WHAT THE TASK REQUIRES: Reproduce the rows starting at the line that contains "query (the phrase naming what to segment): open" and ending at the line that contains "192L84 191L45 147L40", swapping "whole pixels" for "integer pixels" and leaving everything else unchanged.

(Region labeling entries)
# # # # #
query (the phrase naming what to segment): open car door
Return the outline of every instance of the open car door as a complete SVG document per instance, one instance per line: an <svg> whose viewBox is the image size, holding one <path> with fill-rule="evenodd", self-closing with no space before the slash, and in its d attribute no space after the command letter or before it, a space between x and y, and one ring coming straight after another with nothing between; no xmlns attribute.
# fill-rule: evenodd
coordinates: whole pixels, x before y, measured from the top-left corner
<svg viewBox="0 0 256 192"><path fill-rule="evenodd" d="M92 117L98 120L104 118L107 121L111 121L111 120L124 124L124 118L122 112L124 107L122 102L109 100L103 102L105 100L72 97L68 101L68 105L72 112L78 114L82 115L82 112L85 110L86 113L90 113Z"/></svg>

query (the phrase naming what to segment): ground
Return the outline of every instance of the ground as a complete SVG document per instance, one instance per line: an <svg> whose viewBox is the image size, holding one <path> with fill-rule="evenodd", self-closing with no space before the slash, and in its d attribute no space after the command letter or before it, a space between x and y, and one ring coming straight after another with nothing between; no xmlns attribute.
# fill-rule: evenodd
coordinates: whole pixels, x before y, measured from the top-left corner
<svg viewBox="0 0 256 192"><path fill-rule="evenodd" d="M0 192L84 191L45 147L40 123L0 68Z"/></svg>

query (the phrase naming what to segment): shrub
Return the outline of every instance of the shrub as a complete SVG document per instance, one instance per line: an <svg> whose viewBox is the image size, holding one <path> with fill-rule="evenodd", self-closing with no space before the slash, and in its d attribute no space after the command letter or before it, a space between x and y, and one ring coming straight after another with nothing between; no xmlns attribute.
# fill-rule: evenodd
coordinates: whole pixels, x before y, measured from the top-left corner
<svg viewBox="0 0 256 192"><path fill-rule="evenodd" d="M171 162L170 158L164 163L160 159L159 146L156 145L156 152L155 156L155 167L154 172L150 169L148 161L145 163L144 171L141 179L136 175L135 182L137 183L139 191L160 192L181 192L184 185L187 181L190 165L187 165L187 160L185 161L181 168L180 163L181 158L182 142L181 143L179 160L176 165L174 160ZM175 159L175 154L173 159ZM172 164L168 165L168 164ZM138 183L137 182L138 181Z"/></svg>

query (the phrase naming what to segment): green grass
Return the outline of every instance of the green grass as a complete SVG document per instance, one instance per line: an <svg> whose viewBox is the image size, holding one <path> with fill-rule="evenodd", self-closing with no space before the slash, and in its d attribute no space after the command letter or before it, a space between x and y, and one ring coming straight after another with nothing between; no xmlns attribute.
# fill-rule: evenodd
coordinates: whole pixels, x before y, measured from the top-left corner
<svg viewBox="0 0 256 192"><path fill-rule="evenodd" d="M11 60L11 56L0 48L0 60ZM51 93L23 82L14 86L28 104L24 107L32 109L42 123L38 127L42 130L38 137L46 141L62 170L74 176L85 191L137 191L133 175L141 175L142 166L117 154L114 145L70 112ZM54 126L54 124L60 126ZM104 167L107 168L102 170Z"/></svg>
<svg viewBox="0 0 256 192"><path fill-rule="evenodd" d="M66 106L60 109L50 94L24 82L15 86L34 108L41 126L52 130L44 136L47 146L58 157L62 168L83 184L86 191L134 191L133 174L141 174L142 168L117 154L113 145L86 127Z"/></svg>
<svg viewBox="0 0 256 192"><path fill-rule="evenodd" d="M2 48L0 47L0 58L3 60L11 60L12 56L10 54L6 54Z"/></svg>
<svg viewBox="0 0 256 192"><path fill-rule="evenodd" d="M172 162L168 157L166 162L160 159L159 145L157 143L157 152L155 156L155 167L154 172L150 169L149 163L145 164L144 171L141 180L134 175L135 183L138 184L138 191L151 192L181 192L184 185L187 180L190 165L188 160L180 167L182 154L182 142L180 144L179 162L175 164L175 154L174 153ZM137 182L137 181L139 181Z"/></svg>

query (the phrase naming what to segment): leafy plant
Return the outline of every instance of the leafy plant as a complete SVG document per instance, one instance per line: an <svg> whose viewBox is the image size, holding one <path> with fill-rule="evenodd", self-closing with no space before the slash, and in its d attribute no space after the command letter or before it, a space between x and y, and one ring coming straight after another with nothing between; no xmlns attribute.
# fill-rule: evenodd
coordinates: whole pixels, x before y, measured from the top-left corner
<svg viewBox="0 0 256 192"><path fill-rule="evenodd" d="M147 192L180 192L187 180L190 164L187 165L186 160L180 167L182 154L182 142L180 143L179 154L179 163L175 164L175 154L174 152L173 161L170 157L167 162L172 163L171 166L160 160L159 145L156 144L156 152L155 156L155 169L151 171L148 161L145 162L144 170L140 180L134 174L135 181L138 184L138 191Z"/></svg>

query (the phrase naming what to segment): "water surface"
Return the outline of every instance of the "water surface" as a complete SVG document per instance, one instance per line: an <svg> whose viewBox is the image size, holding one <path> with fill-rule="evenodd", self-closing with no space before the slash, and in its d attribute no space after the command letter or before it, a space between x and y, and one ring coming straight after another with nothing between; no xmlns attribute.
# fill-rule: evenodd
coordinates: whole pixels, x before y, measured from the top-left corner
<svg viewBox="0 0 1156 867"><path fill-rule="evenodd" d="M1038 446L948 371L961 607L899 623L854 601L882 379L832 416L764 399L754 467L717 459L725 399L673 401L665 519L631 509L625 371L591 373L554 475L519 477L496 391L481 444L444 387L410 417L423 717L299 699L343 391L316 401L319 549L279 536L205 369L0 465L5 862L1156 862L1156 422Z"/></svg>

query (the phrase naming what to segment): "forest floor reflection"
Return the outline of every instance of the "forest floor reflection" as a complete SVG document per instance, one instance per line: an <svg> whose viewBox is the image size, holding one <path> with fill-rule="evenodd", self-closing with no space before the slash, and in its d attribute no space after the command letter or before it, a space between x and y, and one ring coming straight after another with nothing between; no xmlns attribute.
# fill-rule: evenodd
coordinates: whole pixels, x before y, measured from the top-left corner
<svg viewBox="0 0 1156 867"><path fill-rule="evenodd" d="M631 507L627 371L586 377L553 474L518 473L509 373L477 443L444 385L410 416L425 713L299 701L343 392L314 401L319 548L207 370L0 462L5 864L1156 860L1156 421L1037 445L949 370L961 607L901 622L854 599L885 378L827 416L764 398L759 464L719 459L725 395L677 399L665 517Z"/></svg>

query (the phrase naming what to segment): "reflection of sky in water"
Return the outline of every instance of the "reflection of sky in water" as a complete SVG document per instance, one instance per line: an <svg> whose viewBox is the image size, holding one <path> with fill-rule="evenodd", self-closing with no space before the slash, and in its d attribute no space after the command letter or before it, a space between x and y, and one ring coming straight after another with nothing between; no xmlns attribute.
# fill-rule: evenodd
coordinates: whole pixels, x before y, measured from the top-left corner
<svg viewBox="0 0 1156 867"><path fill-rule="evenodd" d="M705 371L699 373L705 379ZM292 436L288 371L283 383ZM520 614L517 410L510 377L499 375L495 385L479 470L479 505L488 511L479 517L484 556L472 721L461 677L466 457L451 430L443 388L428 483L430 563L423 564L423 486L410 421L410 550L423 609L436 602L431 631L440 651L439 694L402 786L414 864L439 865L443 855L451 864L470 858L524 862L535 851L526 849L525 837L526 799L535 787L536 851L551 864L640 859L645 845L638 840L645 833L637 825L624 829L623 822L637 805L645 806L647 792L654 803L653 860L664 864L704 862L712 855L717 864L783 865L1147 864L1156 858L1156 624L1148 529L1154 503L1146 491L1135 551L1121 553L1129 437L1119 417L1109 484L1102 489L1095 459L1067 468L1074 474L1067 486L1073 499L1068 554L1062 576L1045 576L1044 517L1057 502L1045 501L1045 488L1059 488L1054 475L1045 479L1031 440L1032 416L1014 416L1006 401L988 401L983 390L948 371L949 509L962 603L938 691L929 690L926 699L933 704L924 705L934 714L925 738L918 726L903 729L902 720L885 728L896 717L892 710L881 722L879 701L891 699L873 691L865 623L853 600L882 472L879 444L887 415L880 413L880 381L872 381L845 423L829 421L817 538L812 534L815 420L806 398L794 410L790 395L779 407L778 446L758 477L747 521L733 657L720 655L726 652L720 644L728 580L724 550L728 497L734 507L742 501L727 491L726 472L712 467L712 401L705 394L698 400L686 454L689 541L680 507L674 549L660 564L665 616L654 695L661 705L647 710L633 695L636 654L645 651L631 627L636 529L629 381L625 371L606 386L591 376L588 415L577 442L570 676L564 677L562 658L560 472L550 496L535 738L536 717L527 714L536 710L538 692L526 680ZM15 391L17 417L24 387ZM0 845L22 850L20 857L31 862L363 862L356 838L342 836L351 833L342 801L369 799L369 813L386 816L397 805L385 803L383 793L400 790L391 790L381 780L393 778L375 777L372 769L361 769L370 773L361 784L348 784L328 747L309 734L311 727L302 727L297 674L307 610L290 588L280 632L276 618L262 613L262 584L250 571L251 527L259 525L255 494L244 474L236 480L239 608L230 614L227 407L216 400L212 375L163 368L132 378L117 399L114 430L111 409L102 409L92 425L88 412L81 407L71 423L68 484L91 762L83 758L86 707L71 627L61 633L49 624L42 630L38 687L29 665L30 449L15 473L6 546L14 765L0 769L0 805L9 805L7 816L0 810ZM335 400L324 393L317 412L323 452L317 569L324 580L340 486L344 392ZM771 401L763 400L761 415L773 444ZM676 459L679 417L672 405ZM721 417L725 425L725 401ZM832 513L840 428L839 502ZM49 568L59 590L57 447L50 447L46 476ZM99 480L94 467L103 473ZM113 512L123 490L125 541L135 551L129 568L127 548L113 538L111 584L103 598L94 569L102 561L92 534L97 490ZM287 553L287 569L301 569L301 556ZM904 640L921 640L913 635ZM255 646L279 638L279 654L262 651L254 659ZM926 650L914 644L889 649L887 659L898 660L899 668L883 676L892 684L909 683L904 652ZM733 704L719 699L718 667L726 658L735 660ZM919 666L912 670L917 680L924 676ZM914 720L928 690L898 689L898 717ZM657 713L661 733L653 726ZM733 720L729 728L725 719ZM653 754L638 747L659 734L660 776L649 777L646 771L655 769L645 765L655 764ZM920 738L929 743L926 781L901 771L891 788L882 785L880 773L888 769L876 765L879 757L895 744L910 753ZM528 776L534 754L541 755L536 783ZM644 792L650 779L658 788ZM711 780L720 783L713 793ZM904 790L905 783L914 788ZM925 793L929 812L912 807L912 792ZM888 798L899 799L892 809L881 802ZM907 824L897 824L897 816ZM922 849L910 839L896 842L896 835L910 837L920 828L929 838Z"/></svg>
# # # # #
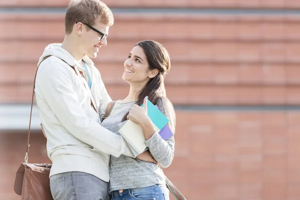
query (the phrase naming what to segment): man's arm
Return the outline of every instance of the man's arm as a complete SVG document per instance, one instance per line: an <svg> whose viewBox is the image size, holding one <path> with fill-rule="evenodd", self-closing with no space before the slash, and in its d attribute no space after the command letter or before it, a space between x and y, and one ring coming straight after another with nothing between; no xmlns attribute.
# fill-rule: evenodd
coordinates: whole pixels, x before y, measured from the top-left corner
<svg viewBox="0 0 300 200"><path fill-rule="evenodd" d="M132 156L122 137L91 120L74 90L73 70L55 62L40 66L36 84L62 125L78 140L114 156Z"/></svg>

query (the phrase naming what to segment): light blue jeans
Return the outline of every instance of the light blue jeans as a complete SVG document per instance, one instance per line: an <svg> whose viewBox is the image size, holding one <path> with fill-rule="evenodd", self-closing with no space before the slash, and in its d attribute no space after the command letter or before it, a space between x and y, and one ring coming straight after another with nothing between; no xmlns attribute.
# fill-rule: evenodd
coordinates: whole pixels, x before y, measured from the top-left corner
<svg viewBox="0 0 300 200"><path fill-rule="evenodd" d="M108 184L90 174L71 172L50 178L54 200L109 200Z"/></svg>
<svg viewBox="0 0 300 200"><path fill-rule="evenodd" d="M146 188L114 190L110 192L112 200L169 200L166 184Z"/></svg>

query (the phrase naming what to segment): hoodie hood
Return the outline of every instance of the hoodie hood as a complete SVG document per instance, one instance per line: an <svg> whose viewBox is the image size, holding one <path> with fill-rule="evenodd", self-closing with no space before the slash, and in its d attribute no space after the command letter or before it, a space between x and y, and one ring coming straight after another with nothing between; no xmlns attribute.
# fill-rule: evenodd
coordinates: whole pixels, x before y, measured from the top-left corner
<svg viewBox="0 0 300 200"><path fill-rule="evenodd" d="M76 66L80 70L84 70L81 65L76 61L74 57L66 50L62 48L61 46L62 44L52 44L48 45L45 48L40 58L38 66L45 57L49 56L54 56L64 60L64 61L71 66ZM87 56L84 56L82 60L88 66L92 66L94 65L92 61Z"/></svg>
# # # # #
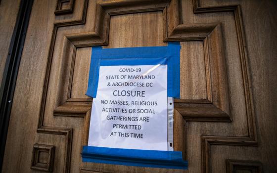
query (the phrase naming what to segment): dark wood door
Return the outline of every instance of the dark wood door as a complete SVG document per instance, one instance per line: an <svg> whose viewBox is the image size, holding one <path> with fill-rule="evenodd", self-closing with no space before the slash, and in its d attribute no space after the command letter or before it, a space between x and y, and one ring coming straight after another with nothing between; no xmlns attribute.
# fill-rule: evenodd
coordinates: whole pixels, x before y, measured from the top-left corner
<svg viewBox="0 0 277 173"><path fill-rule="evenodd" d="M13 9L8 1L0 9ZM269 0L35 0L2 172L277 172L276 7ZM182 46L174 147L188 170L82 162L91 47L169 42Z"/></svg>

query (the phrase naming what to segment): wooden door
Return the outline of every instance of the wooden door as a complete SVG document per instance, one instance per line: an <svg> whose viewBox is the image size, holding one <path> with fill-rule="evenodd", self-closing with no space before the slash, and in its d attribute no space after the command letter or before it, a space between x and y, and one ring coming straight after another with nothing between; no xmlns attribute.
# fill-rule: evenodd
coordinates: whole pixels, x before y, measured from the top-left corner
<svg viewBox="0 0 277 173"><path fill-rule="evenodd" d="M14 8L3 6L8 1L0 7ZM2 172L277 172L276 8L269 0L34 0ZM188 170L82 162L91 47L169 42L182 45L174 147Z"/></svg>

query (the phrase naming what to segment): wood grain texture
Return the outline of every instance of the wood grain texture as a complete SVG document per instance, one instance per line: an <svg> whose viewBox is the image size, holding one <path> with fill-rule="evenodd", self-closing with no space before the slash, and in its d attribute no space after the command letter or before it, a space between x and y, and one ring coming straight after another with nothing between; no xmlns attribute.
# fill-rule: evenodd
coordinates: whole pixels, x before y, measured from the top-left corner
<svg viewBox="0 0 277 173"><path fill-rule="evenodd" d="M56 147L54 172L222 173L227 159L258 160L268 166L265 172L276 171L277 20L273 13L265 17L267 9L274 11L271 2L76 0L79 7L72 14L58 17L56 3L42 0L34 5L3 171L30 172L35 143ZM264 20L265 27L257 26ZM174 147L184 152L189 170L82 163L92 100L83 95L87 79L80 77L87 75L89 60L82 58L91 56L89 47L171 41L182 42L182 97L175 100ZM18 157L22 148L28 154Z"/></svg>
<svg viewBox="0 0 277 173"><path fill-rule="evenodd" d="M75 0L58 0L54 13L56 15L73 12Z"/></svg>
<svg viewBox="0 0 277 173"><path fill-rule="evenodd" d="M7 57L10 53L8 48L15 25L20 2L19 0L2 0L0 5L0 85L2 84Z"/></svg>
# # # # #
THE ANSWER:
query (the phrase naming what to segment): open car door
Return the outline of every instance of the open car door as a complete SVG document per instance, one instance per line: an <svg> whose viewBox is the image size, holding one <path> with fill-rule="evenodd", self-closing with no space before the slash, and in its d attribute no space after the command letter or before it, a space between x and y, and one ring coming straight after another with nothing between; no xmlns attribute.
# fill-rule: evenodd
coordinates: integer pixels, x before y, measured from the top-left corner
<svg viewBox="0 0 256 192"><path fill-rule="evenodd" d="M92 117L98 120L104 118L107 121L111 121L111 120L124 124L124 118L122 112L124 107L122 102L109 100L103 102L105 100L72 97L68 101L68 105L72 112L78 114L82 115L82 112L85 110L86 113L90 113Z"/></svg>

query (the phrase naming what to segment): ground
Return the outline of every instance of the ground as a complete SVG document per instance, one instance per line: an <svg> whose viewBox is the image size, holding one <path> with fill-rule="evenodd", self-closing with no space before the slash, and in its d attribute no space after the command letter or before it, a space between x and y, and one ring coming straight after another with nothing between; no xmlns attribute.
# fill-rule: evenodd
coordinates: integer pixels, x before y, measured from the top-left corner
<svg viewBox="0 0 256 192"><path fill-rule="evenodd" d="M0 192L84 191L45 147L40 123L0 68Z"/></svg>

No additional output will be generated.